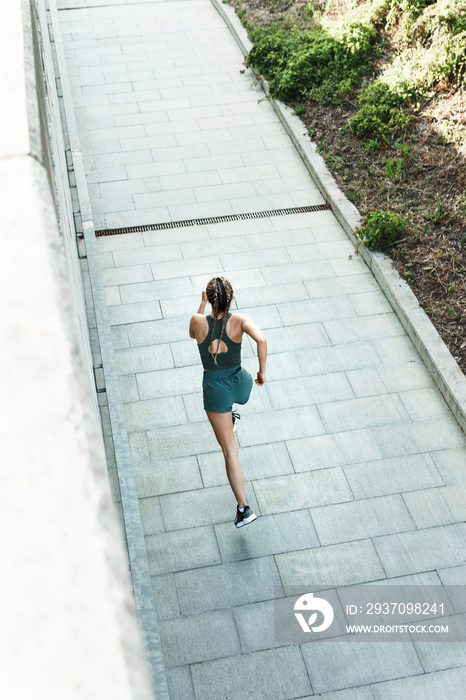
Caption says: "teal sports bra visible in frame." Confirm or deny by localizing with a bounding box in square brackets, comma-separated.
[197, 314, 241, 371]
--
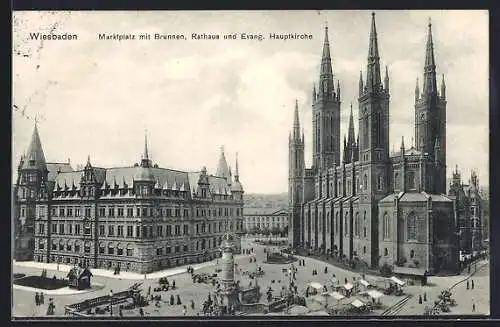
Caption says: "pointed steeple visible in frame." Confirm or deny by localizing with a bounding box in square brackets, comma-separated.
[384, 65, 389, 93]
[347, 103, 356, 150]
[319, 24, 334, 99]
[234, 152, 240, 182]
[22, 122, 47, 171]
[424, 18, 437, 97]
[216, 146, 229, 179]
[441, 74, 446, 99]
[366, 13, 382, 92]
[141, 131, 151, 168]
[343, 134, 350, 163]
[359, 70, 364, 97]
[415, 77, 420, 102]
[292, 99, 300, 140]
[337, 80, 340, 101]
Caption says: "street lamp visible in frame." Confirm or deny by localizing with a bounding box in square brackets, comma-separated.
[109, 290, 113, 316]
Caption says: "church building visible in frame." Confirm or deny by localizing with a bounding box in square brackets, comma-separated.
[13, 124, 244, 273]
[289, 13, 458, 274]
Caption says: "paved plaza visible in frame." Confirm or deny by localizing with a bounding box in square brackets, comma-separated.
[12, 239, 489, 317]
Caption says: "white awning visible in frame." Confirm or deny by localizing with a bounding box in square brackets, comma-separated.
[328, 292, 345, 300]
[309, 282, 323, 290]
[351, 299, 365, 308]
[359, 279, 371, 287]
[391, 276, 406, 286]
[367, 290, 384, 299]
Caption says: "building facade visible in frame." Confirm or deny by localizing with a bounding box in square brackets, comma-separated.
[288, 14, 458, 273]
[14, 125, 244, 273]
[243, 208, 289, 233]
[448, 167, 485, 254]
==
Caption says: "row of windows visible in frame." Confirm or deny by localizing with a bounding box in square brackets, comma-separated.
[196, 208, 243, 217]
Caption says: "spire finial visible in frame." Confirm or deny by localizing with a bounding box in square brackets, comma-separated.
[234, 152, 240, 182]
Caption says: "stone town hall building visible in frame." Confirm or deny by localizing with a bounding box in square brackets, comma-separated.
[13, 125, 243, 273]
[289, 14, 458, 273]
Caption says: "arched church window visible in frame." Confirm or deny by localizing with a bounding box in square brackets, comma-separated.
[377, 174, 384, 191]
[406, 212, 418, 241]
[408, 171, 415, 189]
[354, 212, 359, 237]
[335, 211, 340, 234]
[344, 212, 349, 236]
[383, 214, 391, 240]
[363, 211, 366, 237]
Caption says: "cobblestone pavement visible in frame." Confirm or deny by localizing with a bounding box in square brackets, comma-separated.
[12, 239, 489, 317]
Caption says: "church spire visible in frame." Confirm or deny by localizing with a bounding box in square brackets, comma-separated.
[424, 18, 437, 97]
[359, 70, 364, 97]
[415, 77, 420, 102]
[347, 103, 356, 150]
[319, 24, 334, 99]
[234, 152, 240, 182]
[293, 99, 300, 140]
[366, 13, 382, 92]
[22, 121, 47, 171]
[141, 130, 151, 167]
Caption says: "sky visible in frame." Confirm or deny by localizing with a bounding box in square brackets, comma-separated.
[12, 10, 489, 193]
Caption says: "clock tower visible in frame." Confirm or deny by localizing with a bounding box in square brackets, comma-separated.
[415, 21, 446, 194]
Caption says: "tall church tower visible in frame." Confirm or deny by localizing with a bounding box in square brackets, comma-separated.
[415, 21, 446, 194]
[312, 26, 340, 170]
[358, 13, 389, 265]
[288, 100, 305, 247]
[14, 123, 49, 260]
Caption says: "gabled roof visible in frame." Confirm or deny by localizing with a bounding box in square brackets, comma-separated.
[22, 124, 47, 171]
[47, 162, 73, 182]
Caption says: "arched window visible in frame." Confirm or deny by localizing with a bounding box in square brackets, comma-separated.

## Problem to solve
Duplicate the rows above word for word, starting with the line that contains "town hall building" and going on through the line that contains "[363, 211, 366, 237]", with both of those lines included.

## Result of this task
Caption says: "stone town hall building visible in frame." Confirm or deny by localizing with a bounding box in square brackets, comma-separated.
[13, 125, 243, 273]
[289, 14, 458, 273]
Caption says: "arched church window visible in frame." Confirm or deny by localizing with a bounding box in square brackets, comma-separated.
[377, 174, 384, 191]
[406, 212, 418, 241]
[408, 171, 415, 189]
[354, 212, 359, 237]
[335, 211, 340, 234]
[344, 212, 349, 236]
[383, 214, 391, 240]
[363, 211, 366, 237]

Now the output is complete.